◆ **Reading passage**
***
By Jonathan Amos
BBC News science reporter
A new era in satellite navigation has begun with the launch of Giove-A.
The 600kg spacecraft was lifted into orbit on a Soyuz rocket from Baikonur, Kazakhstan, at 1119 (0519GMT).
Giove-A will demonstrate key technologies needed for Galileo, the 3.4bn-euro (£2.3bn; $4bn) sat-nav system Europe hopes to deploy by 2010.
The new network will give EU states guaranteed access to a space-borne precise timing and location service independent of the United States.
The perfect launch was a moment of celebration for the small British company, Surrey Satellite Technology Ltd (SSTL), which had been given the prestigious task of building the demonstrator.
SSTL staff had gathered at their Guildford base to watch the lift-off on a TV link from Baikonur.
The company put the spacecraft together in less than three years, a remarkably short timeframe for what is essentially an experimental platform.
Mission will trial technologies for future Galileo satellites
Will transmit sat-nav signals to claim frequencies for Galileo
Has instruments to assess radiation in 23,222km orbit
(1) Power demand of 660W through 4.54m-long arrays
(2) Butane propulsion system; tanks hold up to 50kg of fuel
(3) Payload has rubidium clocks and signal-generation units
(4) Antenna system to transmit signals for ground testing
"Three years ago I did a sketch of what I thought we could do. To go from that sketch to what we have now is amazing," recalled John Paffett, projects director with SSTL.
"It's not over yet - there's a lot of hard work to go ahead - but it's definitely a monumental occasion," he told the BBC News website.
Professor Sir Martin Sweeting, the CEO of SSTL, added: "This is going to be Europe's largest space project. As a relatively small company - we're an SME of 200 people, specialising in small and rapid-response spacecraft - to take the vanguard of such a large programme is quite an experience."
Giove-A will check out the in-orbit performance of two atomic clocks - critical to any sat-nav system - and a number of other components that will be incorporated into the 30 satellites of the fully fledged Galileo constellation.
***
◆ **Record excerpts**
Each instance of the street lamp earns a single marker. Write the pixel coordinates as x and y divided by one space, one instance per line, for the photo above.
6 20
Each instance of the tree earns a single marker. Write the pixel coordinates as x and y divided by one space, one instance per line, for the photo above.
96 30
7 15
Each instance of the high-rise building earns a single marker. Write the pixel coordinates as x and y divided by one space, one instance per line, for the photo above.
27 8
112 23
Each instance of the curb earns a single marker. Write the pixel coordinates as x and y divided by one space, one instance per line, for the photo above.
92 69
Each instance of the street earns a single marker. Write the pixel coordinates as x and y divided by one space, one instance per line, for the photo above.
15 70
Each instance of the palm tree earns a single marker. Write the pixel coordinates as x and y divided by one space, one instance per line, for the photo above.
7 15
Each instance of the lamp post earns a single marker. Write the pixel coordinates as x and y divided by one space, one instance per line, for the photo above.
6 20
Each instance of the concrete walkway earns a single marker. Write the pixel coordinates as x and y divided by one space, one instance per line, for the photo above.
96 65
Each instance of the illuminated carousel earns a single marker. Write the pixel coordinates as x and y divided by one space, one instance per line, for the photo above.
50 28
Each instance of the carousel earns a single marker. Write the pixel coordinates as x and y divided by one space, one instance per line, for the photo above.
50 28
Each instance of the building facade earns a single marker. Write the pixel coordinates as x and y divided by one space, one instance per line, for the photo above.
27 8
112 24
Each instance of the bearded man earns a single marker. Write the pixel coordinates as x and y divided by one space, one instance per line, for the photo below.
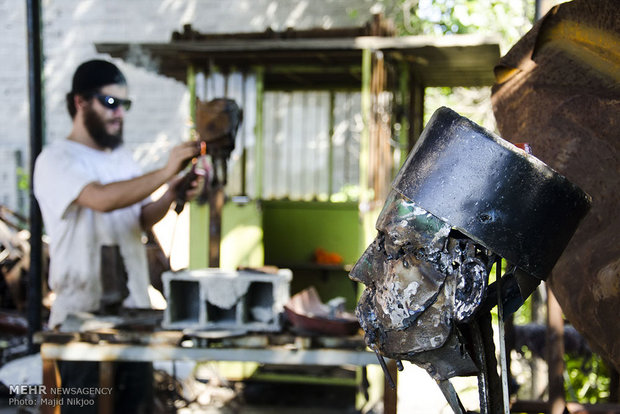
94 197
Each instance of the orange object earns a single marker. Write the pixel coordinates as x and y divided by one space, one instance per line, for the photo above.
322 256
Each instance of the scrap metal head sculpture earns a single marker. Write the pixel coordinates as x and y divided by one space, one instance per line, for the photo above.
463 198
217 122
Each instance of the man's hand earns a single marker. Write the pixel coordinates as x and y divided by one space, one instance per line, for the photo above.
112 196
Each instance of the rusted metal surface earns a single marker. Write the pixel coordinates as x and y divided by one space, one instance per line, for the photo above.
463 200
307 313
558 88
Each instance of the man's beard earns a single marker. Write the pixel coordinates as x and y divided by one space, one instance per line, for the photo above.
96 127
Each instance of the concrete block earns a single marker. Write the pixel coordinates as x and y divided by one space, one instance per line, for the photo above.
220 299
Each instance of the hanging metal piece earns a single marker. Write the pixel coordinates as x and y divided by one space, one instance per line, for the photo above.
451 396
386 372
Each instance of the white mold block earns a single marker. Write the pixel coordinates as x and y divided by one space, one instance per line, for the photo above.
220 299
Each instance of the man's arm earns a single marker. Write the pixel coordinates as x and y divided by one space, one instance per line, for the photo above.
120 194
156 210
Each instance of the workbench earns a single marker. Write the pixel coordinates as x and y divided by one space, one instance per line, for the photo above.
110 345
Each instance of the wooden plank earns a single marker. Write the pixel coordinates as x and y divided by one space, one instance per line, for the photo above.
80 351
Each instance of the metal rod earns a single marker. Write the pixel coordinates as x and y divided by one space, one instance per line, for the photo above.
502 338
35 86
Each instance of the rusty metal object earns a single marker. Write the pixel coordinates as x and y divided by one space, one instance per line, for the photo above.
307 313
217 122
489 190
558 88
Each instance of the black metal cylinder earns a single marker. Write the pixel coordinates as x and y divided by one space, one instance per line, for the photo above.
495 193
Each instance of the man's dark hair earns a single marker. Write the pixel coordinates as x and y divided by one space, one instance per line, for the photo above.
91 76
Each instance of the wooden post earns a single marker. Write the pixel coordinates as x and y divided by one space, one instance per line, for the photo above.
216 205
51 379
555 354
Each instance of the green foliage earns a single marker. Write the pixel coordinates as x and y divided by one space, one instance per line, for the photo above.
508 19
586 379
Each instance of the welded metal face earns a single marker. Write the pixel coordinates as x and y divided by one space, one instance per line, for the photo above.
420 278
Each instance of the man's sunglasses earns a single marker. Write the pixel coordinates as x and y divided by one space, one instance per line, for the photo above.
112 102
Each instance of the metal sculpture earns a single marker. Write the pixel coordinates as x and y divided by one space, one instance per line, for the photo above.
463 200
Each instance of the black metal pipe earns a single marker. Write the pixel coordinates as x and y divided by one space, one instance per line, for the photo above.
35 86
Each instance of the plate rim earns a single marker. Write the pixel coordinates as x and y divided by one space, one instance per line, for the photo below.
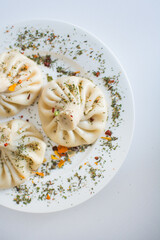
104 45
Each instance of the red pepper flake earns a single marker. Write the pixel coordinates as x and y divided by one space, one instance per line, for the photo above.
20 81
47 61
48 197
97 74
91 119
28 96
54 148
108 132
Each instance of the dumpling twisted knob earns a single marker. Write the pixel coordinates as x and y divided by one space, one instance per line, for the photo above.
73 111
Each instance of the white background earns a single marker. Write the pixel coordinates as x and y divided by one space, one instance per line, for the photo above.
129 206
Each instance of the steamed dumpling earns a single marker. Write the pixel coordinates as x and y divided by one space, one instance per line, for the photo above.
21 152
73 111
20 82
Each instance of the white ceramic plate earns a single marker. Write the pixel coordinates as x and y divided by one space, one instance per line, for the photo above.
72 49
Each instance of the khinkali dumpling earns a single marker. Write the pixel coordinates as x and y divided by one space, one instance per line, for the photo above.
20 82
21 152
73 111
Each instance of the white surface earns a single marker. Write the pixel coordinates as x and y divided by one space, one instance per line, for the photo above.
128 208
124 131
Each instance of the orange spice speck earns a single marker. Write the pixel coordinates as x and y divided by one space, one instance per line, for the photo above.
48 197
62 149
21 176
12 87
20 81
54 158
40 174
61 163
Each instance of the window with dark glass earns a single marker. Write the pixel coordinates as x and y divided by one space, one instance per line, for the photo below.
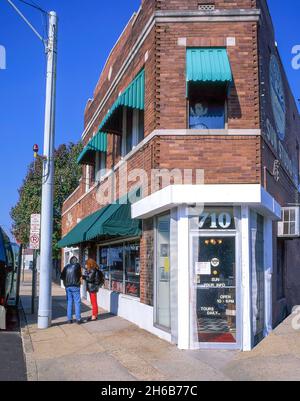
281 258
133 129
100 166
207 107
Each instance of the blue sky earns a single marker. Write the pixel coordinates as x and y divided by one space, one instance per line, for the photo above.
88 30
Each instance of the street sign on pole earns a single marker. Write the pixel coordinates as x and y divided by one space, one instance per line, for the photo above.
***
◆ **What this exercise asks**
a - Using the Giove-A article, decide whether each statement agrees with it. For each, answer yes or no and quote the deciding words. (i) Giove-A reached orbit on a Soyuz rocket launched from Baikonur. (ii) SSTL needed more than three years to build the spacecraft. (iii) The complete Galileo constellation is to have 30 satellites.
b - Print the part of the Giove-A article that begins at the words "The 600kg spacecraft" and stops after "an experimental platform.".

◆ **Exercise answers**
a -
(i) Yes: "The 600kg spacecraft was lifted into orbit on a Soyuz rocket from Baikonur, Kazakhstan"
(ii) No: "The company put the spacecraft together in less than three years"
(iii) Yes: "the 30 satellites of the fully fledged Galileo constellation"

b -
The 600kg spacecraft was lifted into orbit on a Soyuz rocket from Baikonur, Kazakhstan, at 1119 (0519GMT).
Giove-A will demonstrate key technologies needed for Galileo, the 3.4bn-euro (£2.3bn; $4bn) sat-nav system Europe hopes to deploy by 2010.
The new network will give EU states guaranteed access to a space-borne precise timing and location service independent of the United States.
The perfect launch was a moment of celebration for the small British company, Surrey Satellite Technology Ltd (SSTL), which had been given the prestigious task of building the demonstrator.
SSTL staff had gathered at their Guildford base to watch the lift-off on a TV link from Baikonur.
The company put the spacecraft together in less than three years, a remarkably short timeframe for what is essentially an experimental platform.